Le Blog
Gallica
La Bibliothèque numérique
de la BnF et de ses partenaires

D’or et de pierre : un portrait d’Alexandre le Grand en camée

0

Parmi les œuvres qui seront présentées dans le musée de la BnF figure un camée antique exceptionnel montrant un portrait d’Alexandre le Grand, roi des Macédoniens de 336 à 323 av. J-C. Parfois attribué au maître Pyrgotélès, le seul qui fut autorisé par le conquérant à reproduire son effigie, cette pierre gravée est un chef-d’œuvre autant par la qualité remarquable du portrait que par le prestige de ses possesseurs successifs, tels Rubens ou Louis XIV.

Camée au portrait d’Alexandre. Sardonyx taillée en camée et or émaillé, 32 mm de diamètre sans la monture, 46 mm avec monture. BnF, MMA, Camée.222.
 

Un portrait d’Alexandre le Grand

L’objet n’est pas grand. La pierre gravée à proprement parler est sertie dans une monture en or émaillée, le tout n’excédant pas 46 mm de diamètre. Cette monture, de l’époque de Louis XIV, probablement due à Josias Belle, orfèvre du roi, dans les années 1680, couronne le portrait de motifs floraux multicolores qui rehaussent encore la blancheur du visage d’Alexandre. Au centre, la pierre antique est une sardonyx à trois couches taillée en camée. La virtuosité de l’artiste s’exprime pleinement à travers la succession des champs, un par couleur en fonction de la profondeur de la gravure : rousse translucide pour le fonds, blanche à grisâtre pour le visage et les cheveux, et brune pour la corne et la tempe.
La tête d’Alexandre est orientée à droite, la bouche est légèrement entrouverte. Le roi, un jeune homme, est d’abord reconnaissable à ce qui est communément nommé l’anastolé : ces deux grandes mèches ramenées en arrière en vague de part et d’autre du front. Par ailleurs, la tête est ceinte d’un diadème, un bandeau de tissu noué sur la nuque par un nœud à pans. Enfin une large corne de bélier nait sur la tempe du souverain pour s’enrouler autour de son oreille.

Peu de figures de l’Antiquité sont aujourd’hui connues presque de tous. Alexandre le Grand compte indubitablement parmi cette élite, aux côtés notamment de Cléopâtre VII et de Jules César. Or la quête des traits du conquérant macédonien n’a jamais suscité les mêmes passions que pour ces deux derniers. Peut-être est-ce en partie car les accomplissements du roi de Macédoine, devenu en quelques années le maître de l’immense Empire perse achéménide, ont fait de lui presque de son vivant un être supérieur, destiné d’emblée à la mythification, à la divinisation. A l’inverse, la postérité de César et plus encore celle de Cléopâtre se fonde largement sur la tragédie de trajectoires personnelles, presque intimes, sans cesse réactualisées à l’aune des évolutions de nos sociétés modernes. Sans doute est-il aussi question de l’offre. Autant les portraits reconnus comme ‘fidèles’ de Cléopâtre ou de César sont rares, autant ceux d’Alexandre sont nombreux, cela dès après sa mort, le 11 juin 323 av. J.-C. Par ailleurs, l’abondance des images du roi va de pair avec une codification de ses représentations, pour permettre de le reconnaître d’abord, mais aussi pour faire apparaitre ses vertus.

*****

Consigne donnée A
D'après l'extrait, quelle pierre forme la partie antique du camée ?
Consigne donnée B
Expliquez, en vous appuyant sur l'extrait, pourquoi les représentations d'Alexandre ont été codifiées.
Consigne donnée C
Transformez en liste, s'il vous plaît, le paragraphe de l'extrait qui commence par « La tête d'Alexandre est orientée à droite », sans perdre ses faits principaux.

*****

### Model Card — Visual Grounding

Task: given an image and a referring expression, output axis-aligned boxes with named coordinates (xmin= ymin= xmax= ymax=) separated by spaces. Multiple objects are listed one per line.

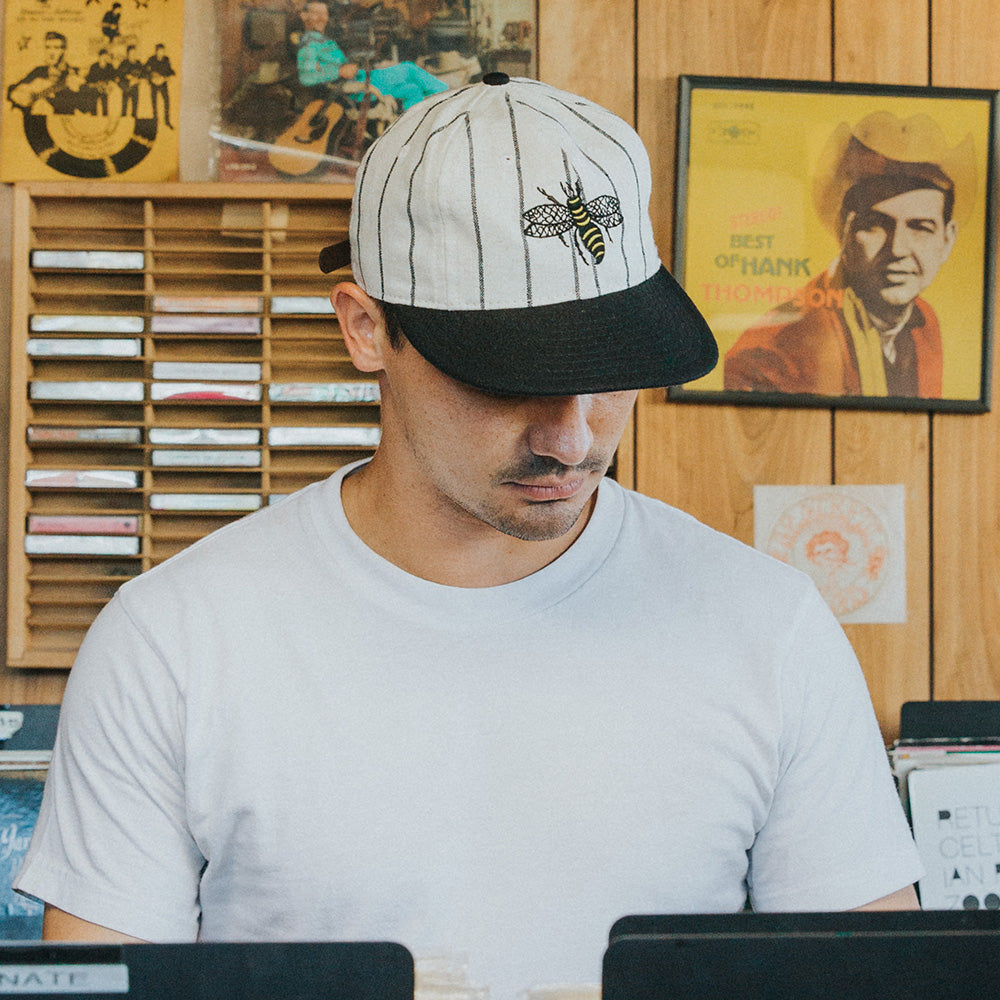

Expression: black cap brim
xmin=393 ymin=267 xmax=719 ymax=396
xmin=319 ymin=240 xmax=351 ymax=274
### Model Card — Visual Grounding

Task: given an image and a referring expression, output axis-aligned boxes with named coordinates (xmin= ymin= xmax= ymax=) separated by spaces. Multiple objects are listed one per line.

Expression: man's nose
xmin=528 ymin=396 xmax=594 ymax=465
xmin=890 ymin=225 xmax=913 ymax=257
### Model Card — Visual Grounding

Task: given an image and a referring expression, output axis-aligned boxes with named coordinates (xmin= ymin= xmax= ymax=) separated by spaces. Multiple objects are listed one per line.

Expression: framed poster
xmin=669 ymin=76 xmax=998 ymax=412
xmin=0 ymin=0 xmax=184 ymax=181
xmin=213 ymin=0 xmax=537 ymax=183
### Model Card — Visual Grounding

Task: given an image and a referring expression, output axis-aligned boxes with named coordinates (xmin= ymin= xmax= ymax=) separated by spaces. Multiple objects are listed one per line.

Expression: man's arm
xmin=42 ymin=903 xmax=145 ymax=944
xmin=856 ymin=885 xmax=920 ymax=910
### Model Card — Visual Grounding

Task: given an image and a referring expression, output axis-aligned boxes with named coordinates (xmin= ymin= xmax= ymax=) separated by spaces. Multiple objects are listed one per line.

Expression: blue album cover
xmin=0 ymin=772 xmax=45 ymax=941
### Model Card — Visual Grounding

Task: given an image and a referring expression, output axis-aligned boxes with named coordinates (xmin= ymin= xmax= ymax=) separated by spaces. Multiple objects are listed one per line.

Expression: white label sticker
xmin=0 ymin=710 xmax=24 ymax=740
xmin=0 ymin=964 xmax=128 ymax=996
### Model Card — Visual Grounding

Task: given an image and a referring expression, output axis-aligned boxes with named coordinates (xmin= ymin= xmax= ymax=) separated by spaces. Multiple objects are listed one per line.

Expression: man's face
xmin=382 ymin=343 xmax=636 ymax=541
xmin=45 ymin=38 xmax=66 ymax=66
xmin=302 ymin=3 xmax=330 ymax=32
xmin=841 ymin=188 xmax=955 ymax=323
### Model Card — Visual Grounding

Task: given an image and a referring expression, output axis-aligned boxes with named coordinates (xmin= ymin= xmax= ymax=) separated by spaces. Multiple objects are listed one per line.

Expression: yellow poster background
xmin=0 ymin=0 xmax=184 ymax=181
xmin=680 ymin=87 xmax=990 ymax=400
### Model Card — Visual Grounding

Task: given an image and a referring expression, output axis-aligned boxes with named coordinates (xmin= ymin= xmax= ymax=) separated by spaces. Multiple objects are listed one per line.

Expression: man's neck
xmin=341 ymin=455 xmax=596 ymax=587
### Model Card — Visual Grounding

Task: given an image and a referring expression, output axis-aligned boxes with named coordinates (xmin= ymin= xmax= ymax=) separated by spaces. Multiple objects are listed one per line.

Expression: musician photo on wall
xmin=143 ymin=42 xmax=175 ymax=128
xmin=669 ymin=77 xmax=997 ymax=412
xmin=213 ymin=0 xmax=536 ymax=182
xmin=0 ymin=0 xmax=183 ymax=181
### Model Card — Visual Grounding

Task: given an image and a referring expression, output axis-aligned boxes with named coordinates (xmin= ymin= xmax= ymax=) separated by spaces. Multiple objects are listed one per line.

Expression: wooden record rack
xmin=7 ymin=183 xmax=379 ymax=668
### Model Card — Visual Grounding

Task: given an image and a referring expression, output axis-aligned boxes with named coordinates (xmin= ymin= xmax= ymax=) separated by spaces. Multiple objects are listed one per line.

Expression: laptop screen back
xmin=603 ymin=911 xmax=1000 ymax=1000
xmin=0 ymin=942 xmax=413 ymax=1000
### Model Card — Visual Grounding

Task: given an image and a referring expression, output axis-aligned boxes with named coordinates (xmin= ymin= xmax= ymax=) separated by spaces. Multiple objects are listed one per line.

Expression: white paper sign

*****

Réponse rédigée A
Une sardonyx à trois couches taillée en camée.

Réponse rédigée B
Cette codification devait d'abord permettre de reconnaître le roi. Elle servait aussi à faire apparaître ses vertus.

Réponse rédigée C
- Tête tournée vers la droite, bouche légèrement entrouverte.
- Le roi, représenté en jeune homme, se reconnaît d'abord à l'anastolé : deux grandes mèches ramenées en arrière en vague de part et d'autre du front.
- Tête ceinte d'un diadème, bandeau de tissu noué sur la nuque par un nœud à pans.
- Large corne de bélier qui naît sur la tempe et s'enroule autour de l'oreille.